EJERCICIO PROPUESTO A =
Copia las entradas desde su comienzo hasta la línea que contiene "408), (165, 411)]]", ambas incluidas, y cambia "instance" por "occurrence" sin alterar nada más.
──────── FRAGMENTO MOSTRADO ────────
Esta ponencia contiene los resultados de una investigación realizada entre finales del 2008 e inicios del 2009 con ocho hombres y dos mujeres desmovilizados y
desmovilizadas de las Autodefensas Unidas de Colombia (AUC). Asimismo, contiene las lecturas y relecturas realizadas sobre el tema, durante los últimos tres años por la autora, con base en los informes revelados por la Comisión de Memoria Histórica Colombiana sobre la violencia de género en el conflicto armado en el país.
Las regulaciones de género y el orden social en el conflicto armado.
La tradición teórica Hobbesiana nos recuerda que la violencia como estado generalizado, revela el incumplimiento y la incapacidad del Estado para mantener asegurado un contrato social y político entre la sociedad. La violencia, para Hobbes, es la manifestación de la naturaleza humana en su estado natural, y a ella se contrapone la constitución de un Estado racional producto de un pacto social de sumisión. Para Hobbes la violencia y la guerra “del todos contra todos”, es el medio para 3
llegar al poder. Autores más recientes han buscado cuestionar la solidez de esta relación. Para Hannah Arendt, el poder es la capacidad humana “para actuar concertadamente”, por lo cual se trata de una capacidad colectiva y no individual, y se diferencia de la violencia en que esta última puede ser desencadenada por un individuo, o por una colectividad, y tiene un innegable carácter instrumental (Arendt, [1969] 2006). Para Arendt, la violencia puede generar la destrucción del poder pero no podrá generar uno nuevo.
──────── ENTRADAS LISTADAS ────────
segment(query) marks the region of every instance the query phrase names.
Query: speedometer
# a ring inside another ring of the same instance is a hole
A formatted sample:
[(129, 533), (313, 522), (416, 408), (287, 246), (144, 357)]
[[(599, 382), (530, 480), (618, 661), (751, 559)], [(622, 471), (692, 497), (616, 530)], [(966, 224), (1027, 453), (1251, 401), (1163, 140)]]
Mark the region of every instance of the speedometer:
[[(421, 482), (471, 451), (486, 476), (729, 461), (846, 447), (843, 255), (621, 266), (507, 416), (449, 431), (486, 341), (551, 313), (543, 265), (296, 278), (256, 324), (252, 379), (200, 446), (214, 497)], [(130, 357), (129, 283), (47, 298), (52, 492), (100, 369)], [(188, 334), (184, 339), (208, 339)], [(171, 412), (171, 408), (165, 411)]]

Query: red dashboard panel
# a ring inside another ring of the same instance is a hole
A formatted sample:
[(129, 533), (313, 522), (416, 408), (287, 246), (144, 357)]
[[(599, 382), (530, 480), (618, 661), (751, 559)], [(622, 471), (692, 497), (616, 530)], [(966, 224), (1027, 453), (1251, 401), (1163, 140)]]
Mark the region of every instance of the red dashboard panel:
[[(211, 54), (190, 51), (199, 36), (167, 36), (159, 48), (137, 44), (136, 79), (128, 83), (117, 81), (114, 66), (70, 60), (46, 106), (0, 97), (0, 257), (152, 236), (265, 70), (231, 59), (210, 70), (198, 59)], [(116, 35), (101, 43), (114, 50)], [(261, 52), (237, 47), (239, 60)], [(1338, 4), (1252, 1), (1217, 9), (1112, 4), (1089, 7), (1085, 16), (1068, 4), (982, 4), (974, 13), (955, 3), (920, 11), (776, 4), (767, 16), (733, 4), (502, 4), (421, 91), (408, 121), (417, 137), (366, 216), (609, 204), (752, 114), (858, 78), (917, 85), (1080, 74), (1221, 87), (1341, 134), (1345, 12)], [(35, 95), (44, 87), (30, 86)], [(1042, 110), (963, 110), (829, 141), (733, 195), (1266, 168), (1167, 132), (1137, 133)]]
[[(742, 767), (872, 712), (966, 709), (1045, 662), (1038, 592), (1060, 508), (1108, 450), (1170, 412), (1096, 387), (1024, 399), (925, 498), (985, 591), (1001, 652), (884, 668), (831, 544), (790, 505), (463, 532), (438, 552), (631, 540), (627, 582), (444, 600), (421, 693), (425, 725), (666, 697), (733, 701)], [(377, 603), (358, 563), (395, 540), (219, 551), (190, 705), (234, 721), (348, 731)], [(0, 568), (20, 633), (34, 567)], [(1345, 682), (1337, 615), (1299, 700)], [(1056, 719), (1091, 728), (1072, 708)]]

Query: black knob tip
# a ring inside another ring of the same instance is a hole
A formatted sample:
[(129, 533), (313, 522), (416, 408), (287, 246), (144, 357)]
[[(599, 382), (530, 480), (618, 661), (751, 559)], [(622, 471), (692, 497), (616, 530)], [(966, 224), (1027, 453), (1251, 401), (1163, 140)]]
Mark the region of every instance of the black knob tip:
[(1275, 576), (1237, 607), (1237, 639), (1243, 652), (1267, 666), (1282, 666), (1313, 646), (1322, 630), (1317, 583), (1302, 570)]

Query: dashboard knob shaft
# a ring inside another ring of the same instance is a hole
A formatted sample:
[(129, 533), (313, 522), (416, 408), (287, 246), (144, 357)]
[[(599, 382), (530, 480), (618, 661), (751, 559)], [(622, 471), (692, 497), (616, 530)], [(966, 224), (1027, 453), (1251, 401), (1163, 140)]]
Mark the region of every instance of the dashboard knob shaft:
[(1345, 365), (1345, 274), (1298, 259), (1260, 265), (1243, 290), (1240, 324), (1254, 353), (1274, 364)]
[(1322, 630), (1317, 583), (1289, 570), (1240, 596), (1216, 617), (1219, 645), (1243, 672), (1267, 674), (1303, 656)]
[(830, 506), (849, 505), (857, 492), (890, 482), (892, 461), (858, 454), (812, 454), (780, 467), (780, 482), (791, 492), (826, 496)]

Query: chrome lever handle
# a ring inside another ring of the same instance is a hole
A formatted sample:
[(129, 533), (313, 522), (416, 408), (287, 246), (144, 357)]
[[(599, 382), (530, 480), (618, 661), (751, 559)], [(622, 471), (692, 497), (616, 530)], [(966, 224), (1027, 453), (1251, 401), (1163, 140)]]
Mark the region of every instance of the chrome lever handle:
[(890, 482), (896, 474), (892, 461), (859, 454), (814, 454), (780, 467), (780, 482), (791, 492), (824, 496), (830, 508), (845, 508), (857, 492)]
────────
EJERCICIO PROPUESTO B =
Según el fragmento sobre la violencia y el poder, ¿cómo define Hannah Arendt el poder?

RESULTADO OBTENIDO A =
segment(query) marks the region of every occurrence the query phrase names.
Query: speedometer
# a ring inside another ring of the same occurrence is a hole
A formatted sample:
[(129, 533), (313, 522), (416, 408), (287, 246), (144, 357)]
[[(599, 382), (530, 480), (618, 661), (751, 559)], [(622, 471), (692, 497), (616, 530)], [(966, 224), (1027, 453), (1251, 401), (1163, 140)]]
Mark the region of every occurrence of the speedometer:
[[(421, 482), (471, 451), (486, 476), (729, 461), (846, 447), (843, 255), (621, 266), (507, 416), (449, 431), (486, 341), (551, 313), (543, 265), (296, 278), (256, 324), (252, 379), (200, 446), (214, 497)], [(130, 357), (129, 283), (47, 298), (52, 492), (100, 369)], [(188, 334), (184, 339), (208, 339)], [(171, 412), (171, 408), (165, 411)]]

RESULTADO OBTENIDO B =
Como la capacidad humana para actuar concertadamente.